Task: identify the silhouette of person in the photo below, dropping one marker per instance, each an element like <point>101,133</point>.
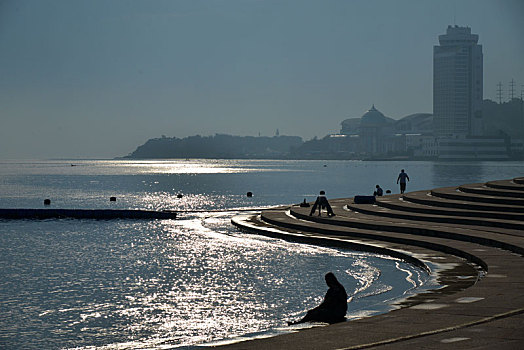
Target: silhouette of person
<point>334,306</point>
<point>379,191</point>
<point>322,202</point>
<point>402,178</point>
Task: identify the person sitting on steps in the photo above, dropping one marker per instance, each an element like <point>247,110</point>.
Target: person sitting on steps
<point>322,202</point>
<point>334,306</point>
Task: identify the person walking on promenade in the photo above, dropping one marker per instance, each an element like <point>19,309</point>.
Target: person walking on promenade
<point>402,178</point>
<point>322,202</point>
<point>334,306</point>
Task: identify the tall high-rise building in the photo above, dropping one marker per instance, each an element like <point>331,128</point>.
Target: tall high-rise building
<point>457,83</point>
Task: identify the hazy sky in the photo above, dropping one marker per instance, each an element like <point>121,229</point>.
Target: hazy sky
<point>96,79</point>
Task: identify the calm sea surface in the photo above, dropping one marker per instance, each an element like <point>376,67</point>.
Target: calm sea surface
<point>137,284</point>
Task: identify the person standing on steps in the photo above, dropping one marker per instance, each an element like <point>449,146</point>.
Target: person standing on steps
<point>402,178</point>
<point>322,202</point>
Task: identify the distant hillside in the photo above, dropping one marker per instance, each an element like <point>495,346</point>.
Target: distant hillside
<point>218,146</point>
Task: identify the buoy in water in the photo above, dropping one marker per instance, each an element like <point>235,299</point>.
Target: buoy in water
<point>304,204</point>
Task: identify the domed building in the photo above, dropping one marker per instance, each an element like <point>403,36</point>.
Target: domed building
<point>374,129</point>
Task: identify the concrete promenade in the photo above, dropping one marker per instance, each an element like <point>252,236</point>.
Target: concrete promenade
<point>469,237</point>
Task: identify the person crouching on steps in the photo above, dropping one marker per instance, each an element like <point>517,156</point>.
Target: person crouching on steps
<point>322,202</point>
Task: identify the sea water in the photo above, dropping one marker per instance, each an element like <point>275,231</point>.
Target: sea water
<point>196,280</point>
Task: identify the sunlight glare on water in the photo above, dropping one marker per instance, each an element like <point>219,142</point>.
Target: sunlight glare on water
<point>133,284</point>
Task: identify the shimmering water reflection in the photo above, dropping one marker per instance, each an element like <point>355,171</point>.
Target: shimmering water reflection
<point>164,284</point>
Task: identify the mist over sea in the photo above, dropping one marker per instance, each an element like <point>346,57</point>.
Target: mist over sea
<point>133,284</point>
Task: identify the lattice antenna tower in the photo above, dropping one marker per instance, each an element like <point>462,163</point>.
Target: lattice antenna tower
<point>499,92</point>
<point>511,89</point>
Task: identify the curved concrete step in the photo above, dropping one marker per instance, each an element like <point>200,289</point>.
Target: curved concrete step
<point>503,238</point>
<point>482,189</point>
<point>433,218</point>
<point>426,198</point>
<point>482,306</point>
<point>505,185</point>
<point>454,194</point>
<point>519,180</point>
<point>400,204</point>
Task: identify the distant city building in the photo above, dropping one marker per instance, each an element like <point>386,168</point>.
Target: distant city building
<point>457,83</point>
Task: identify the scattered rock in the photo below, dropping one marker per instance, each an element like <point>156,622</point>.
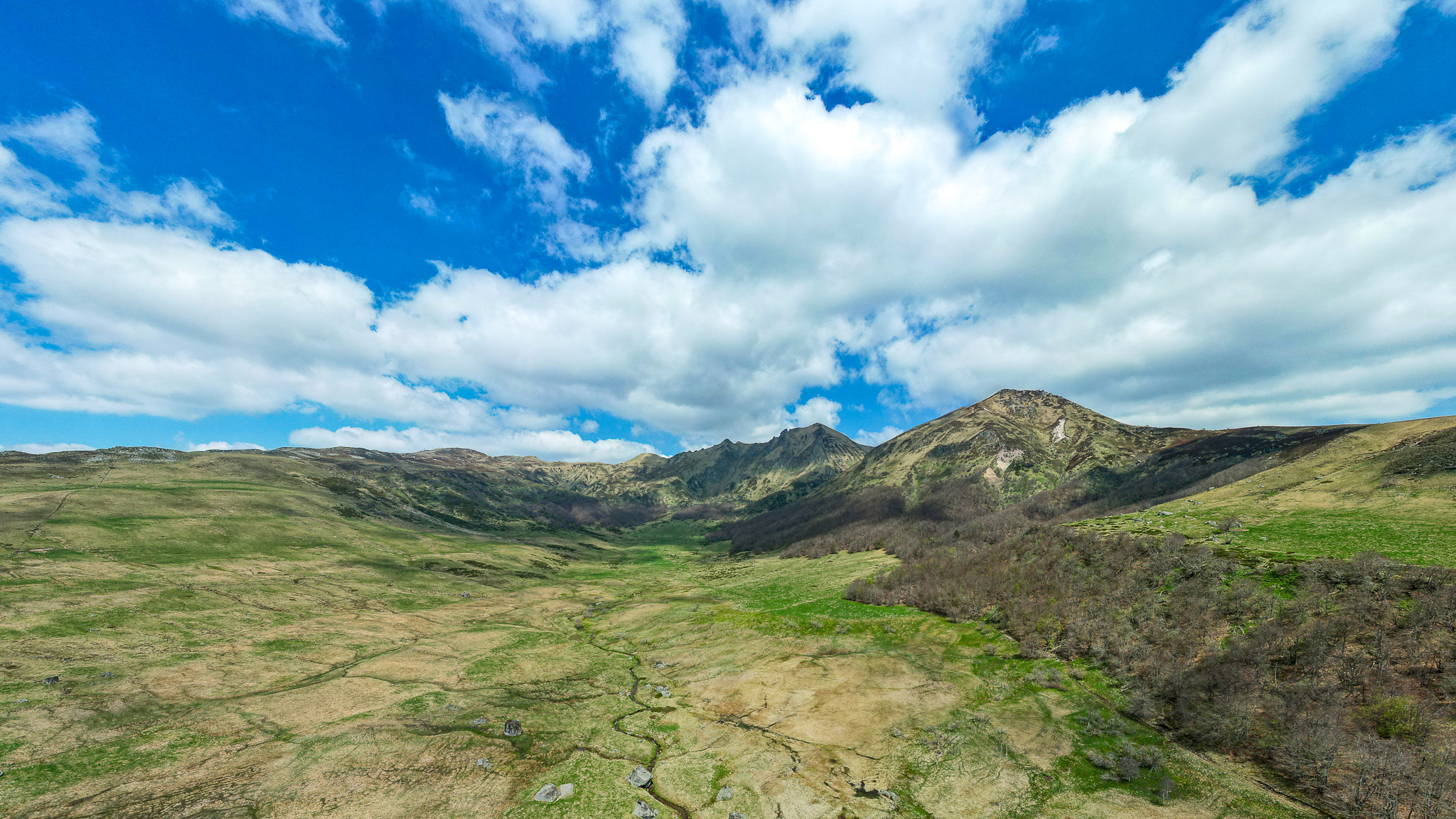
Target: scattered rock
<point>640,777</point>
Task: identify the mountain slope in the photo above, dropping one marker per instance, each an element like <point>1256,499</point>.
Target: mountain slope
<point>1381,487</point>
<point>1018,441</point>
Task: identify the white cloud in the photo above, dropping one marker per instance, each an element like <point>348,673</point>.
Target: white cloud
<point>1085,257</point>
<point>309,18</point>
<point>877,437</point>
<point>912,54</point>
<point>817,410</point>
<point>44,448</point>
<point>648,36</point>
<point>548,445</point>
<point>220,445</point>
<point>508,133</point>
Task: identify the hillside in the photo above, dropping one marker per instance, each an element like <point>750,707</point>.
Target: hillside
<point>208,637</point>
<point>1018,441</point>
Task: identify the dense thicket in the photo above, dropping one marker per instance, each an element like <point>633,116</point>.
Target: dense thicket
<point>1334,672</point>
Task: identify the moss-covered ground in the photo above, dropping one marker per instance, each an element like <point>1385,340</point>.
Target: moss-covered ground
<point>229,645</point>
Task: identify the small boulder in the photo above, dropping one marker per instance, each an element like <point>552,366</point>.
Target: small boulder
<point>640,777</point>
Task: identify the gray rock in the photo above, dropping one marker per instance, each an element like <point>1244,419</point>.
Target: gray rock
<point>640,777</point>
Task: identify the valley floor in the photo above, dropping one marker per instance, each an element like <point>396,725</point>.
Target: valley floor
<point>318,685</point>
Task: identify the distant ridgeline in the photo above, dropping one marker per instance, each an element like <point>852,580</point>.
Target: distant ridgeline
<point>1022,448</point>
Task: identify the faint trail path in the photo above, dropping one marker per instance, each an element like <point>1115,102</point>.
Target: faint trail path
<point>66,498</point>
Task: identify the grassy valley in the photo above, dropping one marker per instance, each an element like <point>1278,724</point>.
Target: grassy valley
<point>1019,609</point>
<point>225,638</point>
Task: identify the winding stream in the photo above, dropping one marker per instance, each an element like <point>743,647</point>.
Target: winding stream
<point>657,746</point>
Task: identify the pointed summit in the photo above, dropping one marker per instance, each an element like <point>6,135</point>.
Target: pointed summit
<point>796,461</point>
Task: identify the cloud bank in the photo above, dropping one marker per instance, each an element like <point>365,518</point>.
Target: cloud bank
<point>1117,252</point>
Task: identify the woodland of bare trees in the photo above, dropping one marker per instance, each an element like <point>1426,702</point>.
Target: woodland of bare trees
<point>1337,674</point>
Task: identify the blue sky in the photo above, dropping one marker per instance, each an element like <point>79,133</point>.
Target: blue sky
<point>583,229</point>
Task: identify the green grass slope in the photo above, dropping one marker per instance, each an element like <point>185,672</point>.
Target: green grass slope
<point>1386,487</point>
<point>228,641</point>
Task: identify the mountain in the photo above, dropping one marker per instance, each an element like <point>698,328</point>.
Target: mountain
<point>1018,441</point>
<point>466,490</point>
<point>791,465</point>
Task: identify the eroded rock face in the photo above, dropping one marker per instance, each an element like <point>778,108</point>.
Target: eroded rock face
<point>640,777</point>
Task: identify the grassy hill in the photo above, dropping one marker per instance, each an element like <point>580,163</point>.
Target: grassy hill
<point>244,636</point>
<point>1385,487</point>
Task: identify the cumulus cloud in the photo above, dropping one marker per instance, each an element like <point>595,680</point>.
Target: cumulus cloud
<point>1115,254</point>
<point>548,445</point>
<point>44,448</point>
<point>508,133</point>
<point>648,36</point>
<point>309,18</point>
<point>912,54</point>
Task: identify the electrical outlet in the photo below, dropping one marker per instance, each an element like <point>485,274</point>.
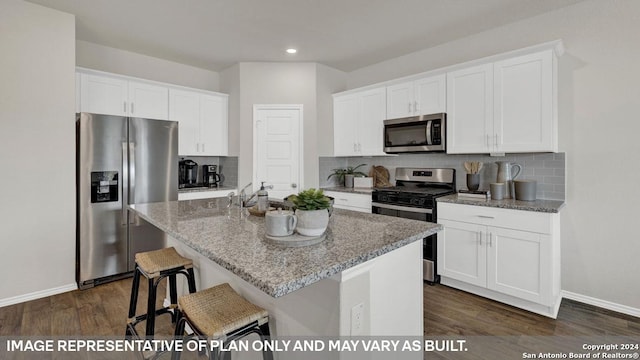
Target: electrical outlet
<point>357,314</point>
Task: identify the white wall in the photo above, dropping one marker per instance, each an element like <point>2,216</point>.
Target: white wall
<point>104,58</point>
<point>37,142</point>
<point>274,83</point>
<point>230,84</point>
<point>328,81</point>
<point>599,92</point>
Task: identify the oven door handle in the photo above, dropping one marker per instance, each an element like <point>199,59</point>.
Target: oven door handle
<point>402,208</point>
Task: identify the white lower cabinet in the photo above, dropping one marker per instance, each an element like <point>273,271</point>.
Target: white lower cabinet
<point>350,201</point>
<point>511,256</point>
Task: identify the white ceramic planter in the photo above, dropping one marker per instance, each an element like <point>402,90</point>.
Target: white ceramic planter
<point>312,222</point>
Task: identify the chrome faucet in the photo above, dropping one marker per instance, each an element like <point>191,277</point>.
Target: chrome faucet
<point>242,198</point>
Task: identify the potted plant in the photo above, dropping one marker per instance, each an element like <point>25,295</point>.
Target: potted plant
<point>312,211</point>
<point>345,175</point>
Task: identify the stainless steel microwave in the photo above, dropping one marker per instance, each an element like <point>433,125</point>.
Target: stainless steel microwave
<point>424,133</point>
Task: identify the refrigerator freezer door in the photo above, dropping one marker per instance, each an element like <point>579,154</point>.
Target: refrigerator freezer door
<point>101,203</point>
<point>153,169</point>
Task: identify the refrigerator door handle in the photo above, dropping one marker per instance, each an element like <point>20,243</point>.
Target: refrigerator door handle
<point>125,184</point>
<point>132,175</point>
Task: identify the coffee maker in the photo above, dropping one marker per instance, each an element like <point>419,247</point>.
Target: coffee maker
<point>211,176</point>
<point>187,173</point>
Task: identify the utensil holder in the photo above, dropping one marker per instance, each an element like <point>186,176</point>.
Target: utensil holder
<point>473,181</point>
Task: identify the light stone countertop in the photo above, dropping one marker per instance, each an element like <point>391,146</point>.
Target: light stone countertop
<point>236,241</point>
<point>363,191</point>
<point>548,206</point>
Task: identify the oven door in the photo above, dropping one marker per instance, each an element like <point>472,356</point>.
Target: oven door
<point>402,211</point>
<point>429,251</point>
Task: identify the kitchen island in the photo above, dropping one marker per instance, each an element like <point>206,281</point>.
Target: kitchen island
<point>369,264</point>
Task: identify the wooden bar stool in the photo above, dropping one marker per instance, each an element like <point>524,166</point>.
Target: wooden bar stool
<point>219,313</point>
<point>155,266</point>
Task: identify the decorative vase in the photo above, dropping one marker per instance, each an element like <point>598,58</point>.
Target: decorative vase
<point>473,181</point>
<point>348,180</point>
<point>312,222</point>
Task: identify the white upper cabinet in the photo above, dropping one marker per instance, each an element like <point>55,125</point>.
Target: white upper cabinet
<point>114,95</point>
<point>504,106</point>
<point>470,109</point>
<point>202,115</point>
<point>524,118</point>
<point>202,119</point>
<point>148,101</point>
<point>184,107</point>
<point>103,95</point>
<point>358,123</point>
<point>423,96</point>
<point>214,124</point>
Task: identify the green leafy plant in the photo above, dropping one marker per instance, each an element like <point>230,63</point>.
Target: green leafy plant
<point>310,199</point>
<point>341,172</point>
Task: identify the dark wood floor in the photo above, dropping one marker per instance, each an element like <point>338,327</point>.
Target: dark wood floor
<point>448,311</point>
<point>102,311</point>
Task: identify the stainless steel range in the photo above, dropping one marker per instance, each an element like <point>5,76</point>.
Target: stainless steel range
<point>414,197</point>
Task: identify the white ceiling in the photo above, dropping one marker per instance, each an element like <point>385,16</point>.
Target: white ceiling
<point>344,34</point>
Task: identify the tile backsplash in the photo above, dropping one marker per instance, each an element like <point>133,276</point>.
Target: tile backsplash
<point>228,168</point>
<point>548,169</point>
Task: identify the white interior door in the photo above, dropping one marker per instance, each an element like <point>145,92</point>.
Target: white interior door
<point>277,149</point>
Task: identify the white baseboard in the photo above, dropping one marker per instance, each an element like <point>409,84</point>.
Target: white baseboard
<point>37,295</point>
<point>601,303</point>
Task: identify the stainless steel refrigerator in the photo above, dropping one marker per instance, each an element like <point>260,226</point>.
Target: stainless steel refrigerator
<point>120,161</point>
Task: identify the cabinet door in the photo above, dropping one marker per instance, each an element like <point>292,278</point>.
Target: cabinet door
<point>213,125</point>
<point>519,264</point>
<point>370,125</point>
<point>523,115</point>
<point>148,101</point>
<point>431,94</point>
<point>345,125</point>
<point>103,95</point>
<point>470,110</point>
<point>184,107</point>
<point>400,100</point>
<point>462,252</point>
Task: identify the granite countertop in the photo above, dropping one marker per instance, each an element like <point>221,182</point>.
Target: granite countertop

# [Assignment]
Each line above from the one with "Target: wooden bar stool" up to and including the one with "Task: identify the white upper" must be set down exactly, and no line outside that span may appear.

# [Response area]
Target: wooden bar stool
<point>219,313</point>
<point>155,266</point>
Task: identify the decorative vase in the photo above, dropping one marker per instance, each an element like <point>598,58</point>.
Target: decorative vase
<point>473,181</point>
<point>348,180</point>
<point>312,222</point>
Task: identify the white upper cabinet in the photo above, dropping one marker per instance, each an element like <point>55,125</point>.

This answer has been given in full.